* [Task prompt]: Take the lines below between the one holding "[[285, 17], [110, 125], [312, 167], [46, 150]]" and the one holding "[[202, 123]]", inclusive, and copy them exactly. Add nothing.

Records from a dataset:
——

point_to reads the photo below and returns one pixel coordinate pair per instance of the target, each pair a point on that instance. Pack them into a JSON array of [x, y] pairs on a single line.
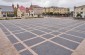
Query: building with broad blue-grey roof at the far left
[[7, 11]]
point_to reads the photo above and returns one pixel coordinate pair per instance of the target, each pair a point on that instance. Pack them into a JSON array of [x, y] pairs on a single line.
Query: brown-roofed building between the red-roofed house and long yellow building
[[36, 11]]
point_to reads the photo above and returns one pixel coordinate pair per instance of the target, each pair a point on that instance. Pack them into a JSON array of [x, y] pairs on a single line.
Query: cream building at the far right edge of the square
[[79, 12]]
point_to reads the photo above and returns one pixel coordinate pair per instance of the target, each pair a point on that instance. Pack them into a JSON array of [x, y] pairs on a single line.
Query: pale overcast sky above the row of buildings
[[45, 3]]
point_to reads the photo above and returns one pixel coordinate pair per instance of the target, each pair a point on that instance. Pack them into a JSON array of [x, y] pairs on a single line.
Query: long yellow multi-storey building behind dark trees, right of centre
[[56, 10]]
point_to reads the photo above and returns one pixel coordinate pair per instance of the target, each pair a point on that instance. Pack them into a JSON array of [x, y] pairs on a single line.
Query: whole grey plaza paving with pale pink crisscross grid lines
[[47, 36]]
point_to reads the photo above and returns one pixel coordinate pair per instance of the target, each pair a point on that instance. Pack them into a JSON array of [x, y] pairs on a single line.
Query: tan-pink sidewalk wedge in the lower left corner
[[6, 47]]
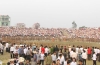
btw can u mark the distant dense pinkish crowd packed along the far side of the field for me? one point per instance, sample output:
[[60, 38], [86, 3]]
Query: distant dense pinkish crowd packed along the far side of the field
[[71, 33]]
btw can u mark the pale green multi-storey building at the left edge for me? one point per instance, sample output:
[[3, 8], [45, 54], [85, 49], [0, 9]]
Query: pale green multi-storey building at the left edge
[[4, 20]]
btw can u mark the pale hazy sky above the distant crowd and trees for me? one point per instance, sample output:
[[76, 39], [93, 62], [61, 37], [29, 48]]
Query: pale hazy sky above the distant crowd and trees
[[52, 13]]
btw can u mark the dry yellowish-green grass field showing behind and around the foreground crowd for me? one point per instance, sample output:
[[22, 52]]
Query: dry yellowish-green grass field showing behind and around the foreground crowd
[[4, 58]]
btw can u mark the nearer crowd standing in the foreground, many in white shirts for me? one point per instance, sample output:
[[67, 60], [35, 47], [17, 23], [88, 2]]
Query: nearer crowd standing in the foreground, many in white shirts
[[24, 54]]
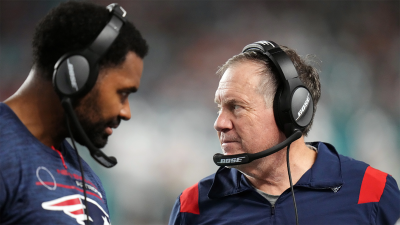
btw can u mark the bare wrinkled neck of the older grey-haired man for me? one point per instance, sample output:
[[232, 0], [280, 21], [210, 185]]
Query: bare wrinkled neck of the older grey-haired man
[[270, 175]]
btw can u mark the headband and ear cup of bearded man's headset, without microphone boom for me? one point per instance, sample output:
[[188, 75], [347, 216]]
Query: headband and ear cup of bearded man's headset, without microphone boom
[[76, 72]]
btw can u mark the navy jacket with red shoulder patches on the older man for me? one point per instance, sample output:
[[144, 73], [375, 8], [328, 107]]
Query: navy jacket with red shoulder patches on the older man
[[336, 190]]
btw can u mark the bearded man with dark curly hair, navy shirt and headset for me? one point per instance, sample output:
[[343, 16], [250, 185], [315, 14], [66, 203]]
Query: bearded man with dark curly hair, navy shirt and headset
[[93, 51]]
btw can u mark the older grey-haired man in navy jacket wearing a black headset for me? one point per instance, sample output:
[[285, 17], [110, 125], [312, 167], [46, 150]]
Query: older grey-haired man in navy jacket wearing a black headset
[[267, 96]]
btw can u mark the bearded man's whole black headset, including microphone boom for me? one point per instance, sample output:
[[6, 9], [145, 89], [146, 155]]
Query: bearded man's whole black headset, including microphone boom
[[76, 72]]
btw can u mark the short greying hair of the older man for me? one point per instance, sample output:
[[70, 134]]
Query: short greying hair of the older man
[[268, 85]]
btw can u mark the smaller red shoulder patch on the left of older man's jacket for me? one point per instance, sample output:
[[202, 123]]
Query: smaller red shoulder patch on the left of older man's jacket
[[190, 200]]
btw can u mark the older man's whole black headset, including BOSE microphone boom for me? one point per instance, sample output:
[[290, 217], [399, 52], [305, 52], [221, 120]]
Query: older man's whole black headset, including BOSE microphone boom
[[293, 104]]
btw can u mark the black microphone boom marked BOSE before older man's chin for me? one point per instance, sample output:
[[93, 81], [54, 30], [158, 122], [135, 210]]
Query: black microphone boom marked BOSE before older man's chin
[[231, 160]]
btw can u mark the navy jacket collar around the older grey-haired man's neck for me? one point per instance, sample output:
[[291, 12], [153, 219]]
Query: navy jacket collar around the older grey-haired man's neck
[[325, 173]]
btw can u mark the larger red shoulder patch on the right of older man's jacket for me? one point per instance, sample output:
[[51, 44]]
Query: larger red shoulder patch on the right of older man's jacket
[[372, 186]]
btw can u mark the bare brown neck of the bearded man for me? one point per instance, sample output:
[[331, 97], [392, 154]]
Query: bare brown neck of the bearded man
[[38, 107]]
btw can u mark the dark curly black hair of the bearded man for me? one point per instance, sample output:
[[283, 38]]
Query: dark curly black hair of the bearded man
[[73, 26]]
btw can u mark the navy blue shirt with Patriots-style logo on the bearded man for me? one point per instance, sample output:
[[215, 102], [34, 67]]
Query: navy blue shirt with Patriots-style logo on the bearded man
[[41, 185]]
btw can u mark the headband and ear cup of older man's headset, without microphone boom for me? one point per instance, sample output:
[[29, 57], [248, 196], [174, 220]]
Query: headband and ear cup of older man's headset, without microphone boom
[[293, 104]]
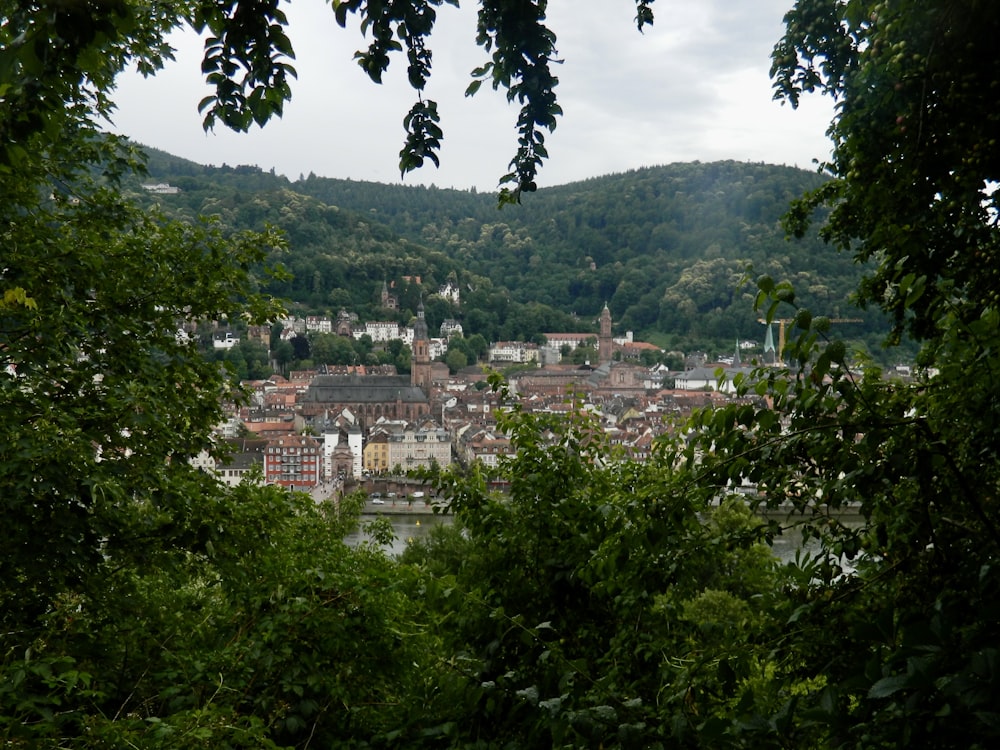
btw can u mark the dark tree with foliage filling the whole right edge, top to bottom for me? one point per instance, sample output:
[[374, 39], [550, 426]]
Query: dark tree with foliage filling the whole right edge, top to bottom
[[910, 632]]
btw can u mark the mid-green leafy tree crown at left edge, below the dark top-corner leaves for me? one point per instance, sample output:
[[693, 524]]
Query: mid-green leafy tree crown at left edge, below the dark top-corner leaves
[[99, 388]]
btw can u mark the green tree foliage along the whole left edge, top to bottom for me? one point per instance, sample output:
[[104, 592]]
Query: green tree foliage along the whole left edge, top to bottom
[[104, 401]]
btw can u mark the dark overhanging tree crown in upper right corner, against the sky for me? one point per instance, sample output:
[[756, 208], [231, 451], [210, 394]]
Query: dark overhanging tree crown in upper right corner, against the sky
[[915, 155]]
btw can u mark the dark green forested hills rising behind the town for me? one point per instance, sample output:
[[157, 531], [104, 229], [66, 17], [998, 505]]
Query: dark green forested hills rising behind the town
[[664, 247]]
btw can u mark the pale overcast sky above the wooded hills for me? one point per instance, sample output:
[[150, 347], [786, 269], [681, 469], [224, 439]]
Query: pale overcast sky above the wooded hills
[[693, 87]]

——

* [Solution for this task]:
[[285, 17], [110, 125], [312, 167], [46, 150]]
Query: older grey-haired man in navy jacket wearing a black headset
[[267, 96]]
btw can u mark the bearded man's whole black headset, including microphone boom for me? one point per instance, sample output:
[[6, 9], [145, 89], [146, 155]]
Query: bearded man's whole black headset, including microphone boom
[[76, 72]]
btw can u mark the short greying hair of the older man for me? one point per instance, sample output:
[[70, 134]]
Query: short greying hair of the older man
[[268, 85]]
btw can u mark the smaller red shoulder patch on the left of older man's jacket for me? one point per instance, sample output:
[[202, 123]]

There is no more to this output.